→ **EXTRAIT**:
====================

Bayrou est réellement à côté de ses pompes

Le rôle des enseignants n’est pas de diagnostiquer ni de traiter les troubles psychiques des élèves. Ce n’est ni leur mission, ni leur compétence. Et ce ne sont certainement pas six heures de "formation" bricolées à la hâte qui y changeront quoi que ce soit. Dans le meilleur des cas, on peut attendre d’eux qu’ils soient des sentinelles, des lanceurs d’alerte. Mais encore faut-il que le système les écoute. Ce n’est pas le cas.
Avant de prétendre "agir", le ministre et ses soutiens pourraient commencer par se poser quelques questions élémentaires :
• Quelle est leur propre part de responsabilité, notamment dans la détresse psychologique de la jeunesse, après deux années de restrictions brutales imposées durant le Covid – périodes d’enfermement, d’isolement, d’angoisse, dont les conséquences sont encore niées ou minimisées.
• Pourquoi l’Éducation nationale fonctionne-t-elle avec un ratio de psychologues scolaires digne d’un pays en crise, soit environ un psychologue pour 1500 élèves, quand les pays d’Europe du Nord en comptent un pour 500 ? Faut-il vraiment feindre de s’étonner que tant de jeunes décrochent ou sombrent ?
• Pourquoi les parents sont-ils si peu associés à la réflexion pédagogique ? En les maintenant à la périphérie, l’école se prive d’un levier essentiel pour détecter précocement les fragilités familiales, sociales ou affectives. Un rejet que l’on habille de grands principes, mais qui traduit surtout une gestion technocratique de la relation éducative.

====================

→ **LES DONNÉES**:

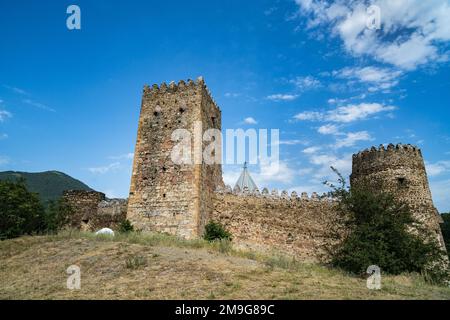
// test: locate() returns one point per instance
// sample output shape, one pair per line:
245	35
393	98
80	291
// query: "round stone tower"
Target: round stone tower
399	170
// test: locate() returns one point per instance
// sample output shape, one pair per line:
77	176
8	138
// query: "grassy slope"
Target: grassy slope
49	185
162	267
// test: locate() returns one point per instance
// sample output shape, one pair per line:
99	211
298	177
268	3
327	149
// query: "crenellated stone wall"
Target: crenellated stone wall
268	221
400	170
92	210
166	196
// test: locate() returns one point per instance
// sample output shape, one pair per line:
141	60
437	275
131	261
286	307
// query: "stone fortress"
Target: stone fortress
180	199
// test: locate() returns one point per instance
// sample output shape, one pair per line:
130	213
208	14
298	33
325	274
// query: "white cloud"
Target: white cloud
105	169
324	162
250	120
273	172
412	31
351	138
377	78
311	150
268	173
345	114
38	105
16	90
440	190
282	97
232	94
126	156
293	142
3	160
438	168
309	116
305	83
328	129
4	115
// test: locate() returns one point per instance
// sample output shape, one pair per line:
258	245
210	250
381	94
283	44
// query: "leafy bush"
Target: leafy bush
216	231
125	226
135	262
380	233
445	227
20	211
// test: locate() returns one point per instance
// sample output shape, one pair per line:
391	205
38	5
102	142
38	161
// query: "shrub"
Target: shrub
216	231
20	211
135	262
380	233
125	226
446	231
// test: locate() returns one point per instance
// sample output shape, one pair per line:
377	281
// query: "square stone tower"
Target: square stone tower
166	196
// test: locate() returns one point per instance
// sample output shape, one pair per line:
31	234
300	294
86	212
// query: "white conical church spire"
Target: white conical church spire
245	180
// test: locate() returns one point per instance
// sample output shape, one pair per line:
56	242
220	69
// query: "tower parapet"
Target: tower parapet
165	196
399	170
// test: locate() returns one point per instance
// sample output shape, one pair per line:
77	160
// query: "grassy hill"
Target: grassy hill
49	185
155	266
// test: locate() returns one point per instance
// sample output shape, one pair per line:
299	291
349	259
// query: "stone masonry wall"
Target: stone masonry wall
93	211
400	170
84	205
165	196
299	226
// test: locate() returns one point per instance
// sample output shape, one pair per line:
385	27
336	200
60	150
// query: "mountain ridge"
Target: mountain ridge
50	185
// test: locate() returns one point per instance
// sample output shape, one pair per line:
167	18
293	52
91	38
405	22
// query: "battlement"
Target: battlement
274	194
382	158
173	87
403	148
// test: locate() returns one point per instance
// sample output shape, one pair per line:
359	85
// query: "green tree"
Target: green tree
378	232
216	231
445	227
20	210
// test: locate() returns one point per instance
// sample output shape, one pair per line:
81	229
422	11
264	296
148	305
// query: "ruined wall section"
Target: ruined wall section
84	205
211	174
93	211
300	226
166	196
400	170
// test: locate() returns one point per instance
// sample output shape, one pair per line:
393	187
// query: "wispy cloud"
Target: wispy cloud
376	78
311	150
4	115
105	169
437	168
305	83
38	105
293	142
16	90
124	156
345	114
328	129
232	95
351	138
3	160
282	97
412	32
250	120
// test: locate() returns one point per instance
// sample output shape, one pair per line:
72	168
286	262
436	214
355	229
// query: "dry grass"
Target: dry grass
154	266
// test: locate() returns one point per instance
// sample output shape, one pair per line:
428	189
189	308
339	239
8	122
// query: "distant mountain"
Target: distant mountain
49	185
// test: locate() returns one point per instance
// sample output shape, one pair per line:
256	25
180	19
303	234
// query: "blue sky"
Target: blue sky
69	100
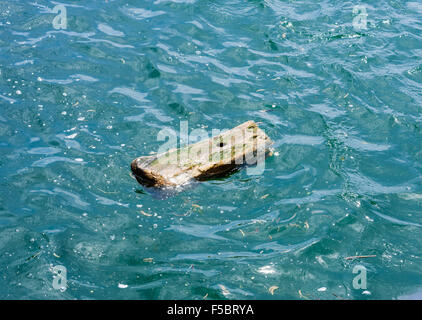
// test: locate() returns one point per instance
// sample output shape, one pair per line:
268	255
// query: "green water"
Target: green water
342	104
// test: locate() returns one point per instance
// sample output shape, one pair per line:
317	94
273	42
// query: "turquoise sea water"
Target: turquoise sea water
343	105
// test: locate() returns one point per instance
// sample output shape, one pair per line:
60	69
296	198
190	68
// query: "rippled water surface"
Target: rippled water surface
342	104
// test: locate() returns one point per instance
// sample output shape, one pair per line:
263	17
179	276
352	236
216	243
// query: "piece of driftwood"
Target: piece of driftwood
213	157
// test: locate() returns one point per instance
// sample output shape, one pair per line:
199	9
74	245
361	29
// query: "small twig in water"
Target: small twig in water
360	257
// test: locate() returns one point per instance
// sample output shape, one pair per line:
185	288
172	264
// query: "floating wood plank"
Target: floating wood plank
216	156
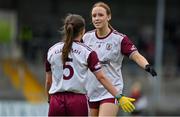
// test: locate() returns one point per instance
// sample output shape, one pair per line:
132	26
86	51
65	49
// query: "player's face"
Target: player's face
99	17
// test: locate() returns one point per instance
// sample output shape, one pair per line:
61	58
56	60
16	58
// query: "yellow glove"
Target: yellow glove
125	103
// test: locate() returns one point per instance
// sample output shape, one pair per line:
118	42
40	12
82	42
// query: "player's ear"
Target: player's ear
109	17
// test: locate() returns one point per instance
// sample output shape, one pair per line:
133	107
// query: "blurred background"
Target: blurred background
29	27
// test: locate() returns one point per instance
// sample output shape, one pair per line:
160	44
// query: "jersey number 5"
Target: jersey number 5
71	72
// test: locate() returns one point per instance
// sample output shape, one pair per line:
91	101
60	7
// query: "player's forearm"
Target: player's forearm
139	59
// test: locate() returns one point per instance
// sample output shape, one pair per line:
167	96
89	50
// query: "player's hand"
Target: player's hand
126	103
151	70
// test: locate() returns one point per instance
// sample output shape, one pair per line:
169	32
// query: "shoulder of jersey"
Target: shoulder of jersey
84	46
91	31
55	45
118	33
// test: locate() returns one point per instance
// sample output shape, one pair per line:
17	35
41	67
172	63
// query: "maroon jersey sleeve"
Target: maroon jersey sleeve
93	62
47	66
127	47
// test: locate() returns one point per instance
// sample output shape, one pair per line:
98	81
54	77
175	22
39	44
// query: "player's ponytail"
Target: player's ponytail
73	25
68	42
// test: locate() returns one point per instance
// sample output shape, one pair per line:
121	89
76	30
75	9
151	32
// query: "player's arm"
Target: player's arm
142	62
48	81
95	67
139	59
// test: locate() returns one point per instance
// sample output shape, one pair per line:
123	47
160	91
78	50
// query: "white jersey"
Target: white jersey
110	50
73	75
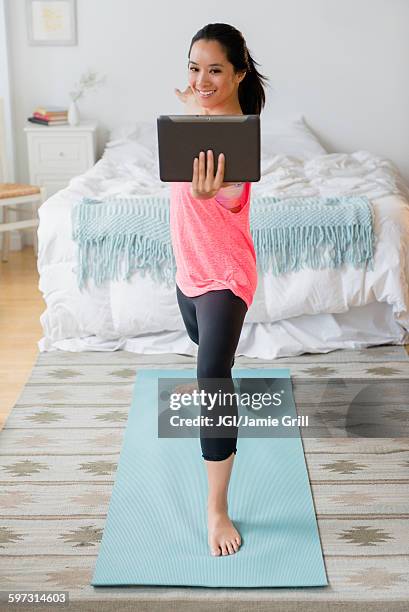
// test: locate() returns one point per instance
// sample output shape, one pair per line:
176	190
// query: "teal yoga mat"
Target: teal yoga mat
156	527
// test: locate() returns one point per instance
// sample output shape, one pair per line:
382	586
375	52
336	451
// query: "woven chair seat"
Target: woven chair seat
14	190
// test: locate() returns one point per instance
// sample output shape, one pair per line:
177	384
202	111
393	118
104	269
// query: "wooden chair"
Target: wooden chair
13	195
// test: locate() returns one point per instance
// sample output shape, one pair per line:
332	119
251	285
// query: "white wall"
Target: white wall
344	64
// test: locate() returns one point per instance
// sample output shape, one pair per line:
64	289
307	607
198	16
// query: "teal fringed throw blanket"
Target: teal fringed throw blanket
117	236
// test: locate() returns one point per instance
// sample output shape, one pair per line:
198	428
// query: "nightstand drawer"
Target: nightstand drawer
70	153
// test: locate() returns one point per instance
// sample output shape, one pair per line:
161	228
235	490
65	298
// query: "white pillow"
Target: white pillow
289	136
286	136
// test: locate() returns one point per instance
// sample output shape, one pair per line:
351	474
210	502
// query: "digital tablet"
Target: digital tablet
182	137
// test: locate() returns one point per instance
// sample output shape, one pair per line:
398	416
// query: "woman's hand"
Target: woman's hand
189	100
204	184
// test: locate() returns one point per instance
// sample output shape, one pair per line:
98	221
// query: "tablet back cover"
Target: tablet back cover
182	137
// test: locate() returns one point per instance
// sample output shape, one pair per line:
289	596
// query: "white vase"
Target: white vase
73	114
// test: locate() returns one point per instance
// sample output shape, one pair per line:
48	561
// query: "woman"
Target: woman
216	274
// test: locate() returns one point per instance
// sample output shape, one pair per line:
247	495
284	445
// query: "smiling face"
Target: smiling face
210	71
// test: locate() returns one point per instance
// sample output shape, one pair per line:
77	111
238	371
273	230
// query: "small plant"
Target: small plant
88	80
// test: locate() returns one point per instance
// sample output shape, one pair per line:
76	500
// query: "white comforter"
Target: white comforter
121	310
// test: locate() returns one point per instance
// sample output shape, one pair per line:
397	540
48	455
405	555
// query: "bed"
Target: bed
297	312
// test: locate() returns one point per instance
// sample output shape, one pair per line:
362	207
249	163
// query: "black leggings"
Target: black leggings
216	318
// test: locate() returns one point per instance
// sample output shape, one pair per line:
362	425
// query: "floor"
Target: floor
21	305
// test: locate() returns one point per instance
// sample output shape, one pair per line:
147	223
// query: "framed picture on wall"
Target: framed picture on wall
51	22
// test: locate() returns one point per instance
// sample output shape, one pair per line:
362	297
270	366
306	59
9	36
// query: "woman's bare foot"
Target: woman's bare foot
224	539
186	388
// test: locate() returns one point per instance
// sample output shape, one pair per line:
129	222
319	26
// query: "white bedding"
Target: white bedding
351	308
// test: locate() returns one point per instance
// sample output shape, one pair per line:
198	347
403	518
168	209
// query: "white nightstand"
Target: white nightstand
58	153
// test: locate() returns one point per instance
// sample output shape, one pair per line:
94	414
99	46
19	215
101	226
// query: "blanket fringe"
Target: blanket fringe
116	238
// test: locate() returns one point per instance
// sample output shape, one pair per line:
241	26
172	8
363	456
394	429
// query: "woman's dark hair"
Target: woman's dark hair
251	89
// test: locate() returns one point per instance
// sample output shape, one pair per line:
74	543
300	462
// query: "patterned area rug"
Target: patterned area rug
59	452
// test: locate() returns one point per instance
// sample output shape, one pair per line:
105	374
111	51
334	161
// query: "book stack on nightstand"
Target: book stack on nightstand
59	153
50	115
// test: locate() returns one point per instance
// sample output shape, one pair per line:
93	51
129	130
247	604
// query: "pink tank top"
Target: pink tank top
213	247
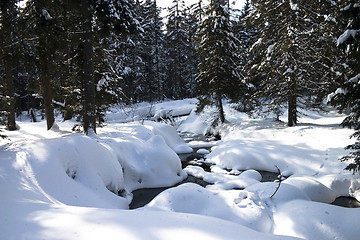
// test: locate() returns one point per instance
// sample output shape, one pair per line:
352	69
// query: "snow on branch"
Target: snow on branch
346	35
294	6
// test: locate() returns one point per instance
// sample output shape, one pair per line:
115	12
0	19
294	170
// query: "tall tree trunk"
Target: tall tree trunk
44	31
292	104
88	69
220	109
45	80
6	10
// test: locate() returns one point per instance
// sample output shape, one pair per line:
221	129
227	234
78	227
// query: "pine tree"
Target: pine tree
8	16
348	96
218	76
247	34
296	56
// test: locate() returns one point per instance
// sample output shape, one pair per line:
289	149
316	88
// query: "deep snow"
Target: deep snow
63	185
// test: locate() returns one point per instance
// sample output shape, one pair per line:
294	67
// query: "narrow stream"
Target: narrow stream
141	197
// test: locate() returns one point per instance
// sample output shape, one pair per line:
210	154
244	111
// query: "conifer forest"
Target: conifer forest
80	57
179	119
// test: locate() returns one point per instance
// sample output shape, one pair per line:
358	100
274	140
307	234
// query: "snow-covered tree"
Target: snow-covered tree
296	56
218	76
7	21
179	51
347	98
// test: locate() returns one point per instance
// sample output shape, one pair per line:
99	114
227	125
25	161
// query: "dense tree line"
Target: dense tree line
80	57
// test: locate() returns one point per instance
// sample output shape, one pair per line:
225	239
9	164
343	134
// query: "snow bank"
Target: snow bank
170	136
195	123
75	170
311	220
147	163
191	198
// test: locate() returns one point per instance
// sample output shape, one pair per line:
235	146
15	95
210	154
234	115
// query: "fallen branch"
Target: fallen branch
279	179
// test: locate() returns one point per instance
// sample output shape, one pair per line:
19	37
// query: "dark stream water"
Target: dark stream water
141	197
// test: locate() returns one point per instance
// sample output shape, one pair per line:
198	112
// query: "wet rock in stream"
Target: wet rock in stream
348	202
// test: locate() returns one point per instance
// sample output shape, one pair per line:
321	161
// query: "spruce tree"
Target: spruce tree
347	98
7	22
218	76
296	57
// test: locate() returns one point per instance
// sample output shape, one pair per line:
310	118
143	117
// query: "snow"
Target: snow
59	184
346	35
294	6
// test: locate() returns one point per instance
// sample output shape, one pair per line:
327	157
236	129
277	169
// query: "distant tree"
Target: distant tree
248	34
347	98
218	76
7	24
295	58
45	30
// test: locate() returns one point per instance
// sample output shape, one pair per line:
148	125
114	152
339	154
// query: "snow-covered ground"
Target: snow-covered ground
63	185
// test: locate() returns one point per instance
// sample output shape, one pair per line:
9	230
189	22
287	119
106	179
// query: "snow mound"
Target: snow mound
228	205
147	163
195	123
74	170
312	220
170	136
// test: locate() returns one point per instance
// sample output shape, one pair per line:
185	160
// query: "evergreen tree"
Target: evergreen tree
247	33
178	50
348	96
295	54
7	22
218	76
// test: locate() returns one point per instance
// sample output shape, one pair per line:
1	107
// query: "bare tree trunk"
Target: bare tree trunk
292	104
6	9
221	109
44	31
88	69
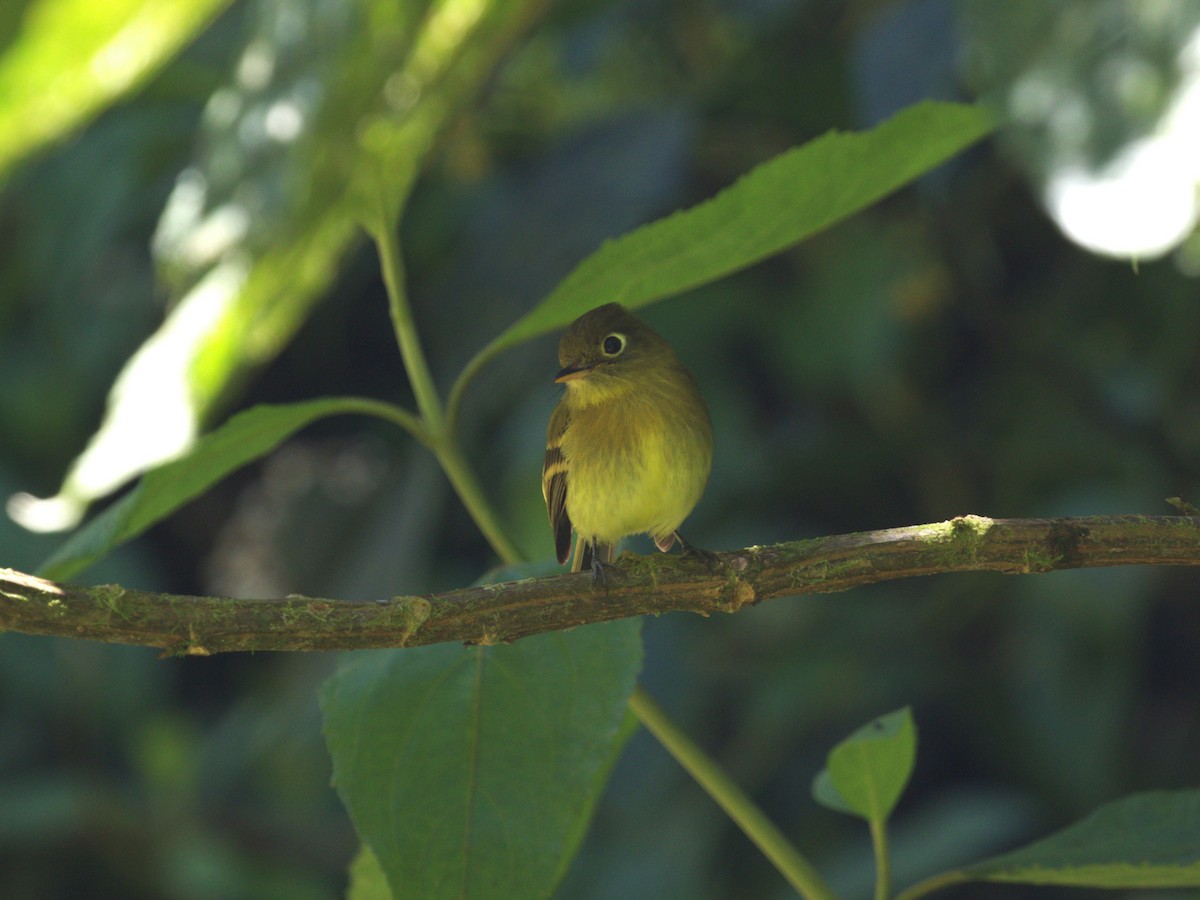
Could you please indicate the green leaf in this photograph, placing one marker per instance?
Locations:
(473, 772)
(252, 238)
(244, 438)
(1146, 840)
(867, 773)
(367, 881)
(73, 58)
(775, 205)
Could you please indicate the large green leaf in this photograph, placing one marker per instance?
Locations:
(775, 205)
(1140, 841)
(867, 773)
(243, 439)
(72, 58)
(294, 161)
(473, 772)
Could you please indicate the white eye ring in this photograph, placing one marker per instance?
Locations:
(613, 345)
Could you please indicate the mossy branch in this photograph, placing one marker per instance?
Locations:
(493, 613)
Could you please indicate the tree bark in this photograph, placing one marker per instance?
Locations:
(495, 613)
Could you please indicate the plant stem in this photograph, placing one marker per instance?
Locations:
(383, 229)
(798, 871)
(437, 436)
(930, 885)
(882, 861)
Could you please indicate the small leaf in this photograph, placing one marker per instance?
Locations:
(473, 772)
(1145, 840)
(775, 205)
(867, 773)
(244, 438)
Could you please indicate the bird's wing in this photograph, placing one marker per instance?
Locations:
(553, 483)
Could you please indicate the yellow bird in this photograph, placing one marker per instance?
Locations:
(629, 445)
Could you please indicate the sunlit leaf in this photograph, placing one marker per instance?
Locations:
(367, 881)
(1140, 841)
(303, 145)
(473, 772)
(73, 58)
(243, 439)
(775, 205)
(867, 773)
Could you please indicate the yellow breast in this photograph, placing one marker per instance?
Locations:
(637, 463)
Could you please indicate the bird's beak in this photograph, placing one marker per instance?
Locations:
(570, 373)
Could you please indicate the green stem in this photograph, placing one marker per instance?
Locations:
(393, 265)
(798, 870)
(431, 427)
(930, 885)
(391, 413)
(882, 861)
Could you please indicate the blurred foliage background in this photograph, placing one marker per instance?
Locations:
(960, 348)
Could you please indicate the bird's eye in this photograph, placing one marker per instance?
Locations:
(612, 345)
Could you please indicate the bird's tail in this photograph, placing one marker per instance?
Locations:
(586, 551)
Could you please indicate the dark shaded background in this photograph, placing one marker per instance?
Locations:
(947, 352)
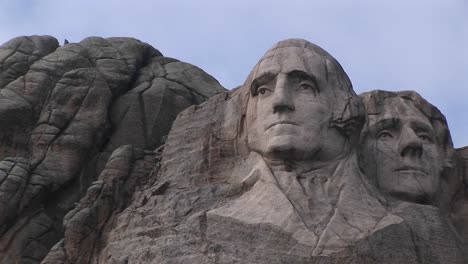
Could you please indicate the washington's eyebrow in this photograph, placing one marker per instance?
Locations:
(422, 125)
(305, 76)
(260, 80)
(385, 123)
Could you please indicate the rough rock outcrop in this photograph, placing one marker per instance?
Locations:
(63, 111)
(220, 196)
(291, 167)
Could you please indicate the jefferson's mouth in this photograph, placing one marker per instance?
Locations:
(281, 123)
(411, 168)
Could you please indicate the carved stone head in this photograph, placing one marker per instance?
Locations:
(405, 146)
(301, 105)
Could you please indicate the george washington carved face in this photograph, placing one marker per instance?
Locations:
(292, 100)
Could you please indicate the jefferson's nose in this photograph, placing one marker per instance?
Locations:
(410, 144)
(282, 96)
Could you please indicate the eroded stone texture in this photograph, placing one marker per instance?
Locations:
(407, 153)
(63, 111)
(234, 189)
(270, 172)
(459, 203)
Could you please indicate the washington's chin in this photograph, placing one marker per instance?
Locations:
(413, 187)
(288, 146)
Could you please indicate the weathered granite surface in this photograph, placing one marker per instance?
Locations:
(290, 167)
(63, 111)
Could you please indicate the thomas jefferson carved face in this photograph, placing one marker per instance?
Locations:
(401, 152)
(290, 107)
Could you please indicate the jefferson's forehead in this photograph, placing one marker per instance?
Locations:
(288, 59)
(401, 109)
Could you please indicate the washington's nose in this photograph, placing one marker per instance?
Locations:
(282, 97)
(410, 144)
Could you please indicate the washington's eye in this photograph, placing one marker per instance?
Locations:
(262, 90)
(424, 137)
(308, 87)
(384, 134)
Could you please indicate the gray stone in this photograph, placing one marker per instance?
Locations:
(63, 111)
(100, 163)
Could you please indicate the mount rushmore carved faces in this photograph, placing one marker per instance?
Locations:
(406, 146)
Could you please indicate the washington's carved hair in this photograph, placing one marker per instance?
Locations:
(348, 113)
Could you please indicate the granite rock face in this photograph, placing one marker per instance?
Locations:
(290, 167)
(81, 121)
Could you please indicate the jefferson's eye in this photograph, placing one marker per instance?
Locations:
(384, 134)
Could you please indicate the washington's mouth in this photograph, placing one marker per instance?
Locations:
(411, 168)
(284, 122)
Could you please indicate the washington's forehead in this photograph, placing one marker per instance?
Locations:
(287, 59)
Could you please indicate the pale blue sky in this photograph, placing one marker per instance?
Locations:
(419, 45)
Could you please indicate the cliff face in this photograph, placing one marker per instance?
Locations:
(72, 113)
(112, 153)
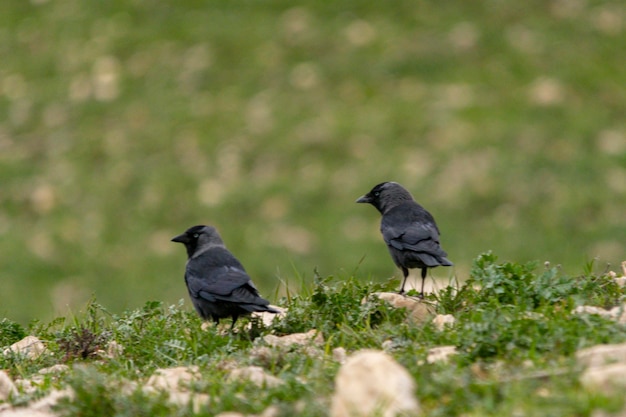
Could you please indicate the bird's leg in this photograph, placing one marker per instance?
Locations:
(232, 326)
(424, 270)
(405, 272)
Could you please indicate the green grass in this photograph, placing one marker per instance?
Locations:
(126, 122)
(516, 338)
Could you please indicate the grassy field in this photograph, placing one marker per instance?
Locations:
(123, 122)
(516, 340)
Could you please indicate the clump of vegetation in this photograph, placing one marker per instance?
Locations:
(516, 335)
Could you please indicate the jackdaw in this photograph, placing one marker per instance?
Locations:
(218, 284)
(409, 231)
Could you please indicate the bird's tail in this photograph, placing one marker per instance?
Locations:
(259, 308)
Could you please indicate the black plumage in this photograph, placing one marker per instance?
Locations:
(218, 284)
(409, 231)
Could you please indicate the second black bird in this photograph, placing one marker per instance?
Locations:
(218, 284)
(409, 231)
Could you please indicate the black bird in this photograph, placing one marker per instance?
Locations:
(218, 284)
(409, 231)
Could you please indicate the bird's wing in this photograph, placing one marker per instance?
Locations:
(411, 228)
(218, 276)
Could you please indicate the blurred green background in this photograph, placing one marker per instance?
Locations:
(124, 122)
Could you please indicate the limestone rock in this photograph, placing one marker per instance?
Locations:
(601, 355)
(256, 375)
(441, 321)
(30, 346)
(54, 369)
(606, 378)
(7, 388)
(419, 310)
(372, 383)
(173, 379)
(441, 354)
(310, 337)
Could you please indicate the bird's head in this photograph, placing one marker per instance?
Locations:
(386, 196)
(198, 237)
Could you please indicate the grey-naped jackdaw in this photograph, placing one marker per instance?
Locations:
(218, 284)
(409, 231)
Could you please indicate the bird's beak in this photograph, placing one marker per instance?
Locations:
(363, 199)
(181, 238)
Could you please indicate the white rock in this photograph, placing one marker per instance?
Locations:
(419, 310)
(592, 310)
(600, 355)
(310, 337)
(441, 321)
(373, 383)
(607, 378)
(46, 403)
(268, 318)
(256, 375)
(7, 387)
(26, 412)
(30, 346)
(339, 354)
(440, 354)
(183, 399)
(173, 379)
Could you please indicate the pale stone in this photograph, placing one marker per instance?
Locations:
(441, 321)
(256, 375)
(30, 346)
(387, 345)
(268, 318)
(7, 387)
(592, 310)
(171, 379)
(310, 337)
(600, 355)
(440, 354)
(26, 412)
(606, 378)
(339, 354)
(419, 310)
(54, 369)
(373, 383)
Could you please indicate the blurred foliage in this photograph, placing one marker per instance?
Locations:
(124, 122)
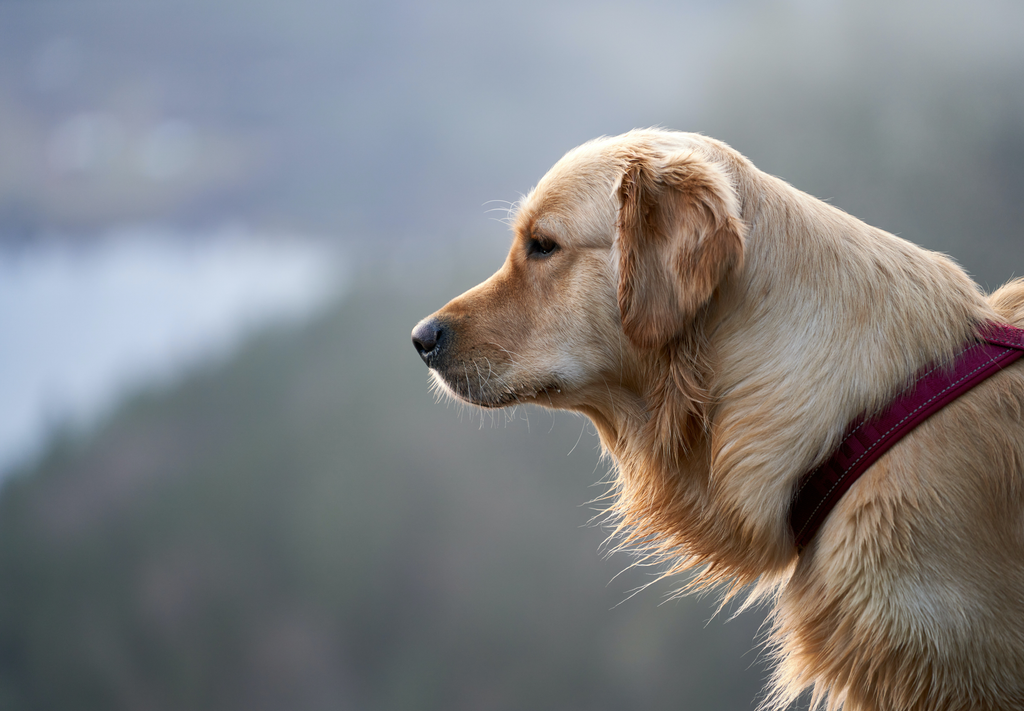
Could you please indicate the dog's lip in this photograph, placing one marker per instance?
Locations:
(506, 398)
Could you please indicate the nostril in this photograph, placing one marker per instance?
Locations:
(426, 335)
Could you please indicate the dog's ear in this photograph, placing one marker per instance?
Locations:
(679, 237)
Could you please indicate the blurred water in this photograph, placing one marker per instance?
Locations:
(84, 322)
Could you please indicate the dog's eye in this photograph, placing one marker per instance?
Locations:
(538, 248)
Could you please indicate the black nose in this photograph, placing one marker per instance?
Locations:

====================

→ **CONSIGNES**:
1. Modifiez le passage de l'extrait situé entre "Le rôle des" et "niées ou minimisées.", bornes incluses, en remplaçant "sentinelles" par "vigies".
2. Répondez aux questions suivantes d'après l'extrait.
(a) Combien d'heures de formation sont évoquées pour les enseignants ?
(b) Quel est le ratio de psychologues scolaires dans l'Éducation nationale, et quel est-il dans les pays d'Europe du Nord ?
(c) De quoi l'école se prive-t-elle en maintenant les parents à la périphérie ?
La liste n'a aucun rapport avec l'extrait.

→ **CORRIGÉS**:
1.
Le rôle des enseignants n’est pas de diagnostiquer ni de traiter les troubles psychiques des élèves. Ce n’est ni leur mission, ni leur compétence. Et ce ne sont certainement pas six heures de "formation" bricolées à la hâte qui y changeront quoi que ce soit. Dans le meilleur des cas, on peut attendre d’eux qu’ils soient des vigies, des lanceurs d’alerte. Mais encore faut-il que le système les écoute. Ce n’est pas le cas.
Avant de prétendre "agir", le ministre et ses soutiens pourraient commencer par se poser quelques questions élémentaires :
• Quelle est leur propre part de responsabilité, notamment dans la détresse psychologique de la jeunesse, après deux années de restrictions brutales imposées durant le Covid – périodes d’enfermement, d’isolement, d’angoisse, dont les conséquences sont encore niées ou minimisées.

2.
(a) Six heures.
(b) Environ un psychologue pour 1500 élèves dans l'Éducation nationale, contre un pour 500 dans les pays d'Europe du Nord.
(c) D'un levier essentiel pour détecter précocement les fragilités familiales, sociales ou affectives.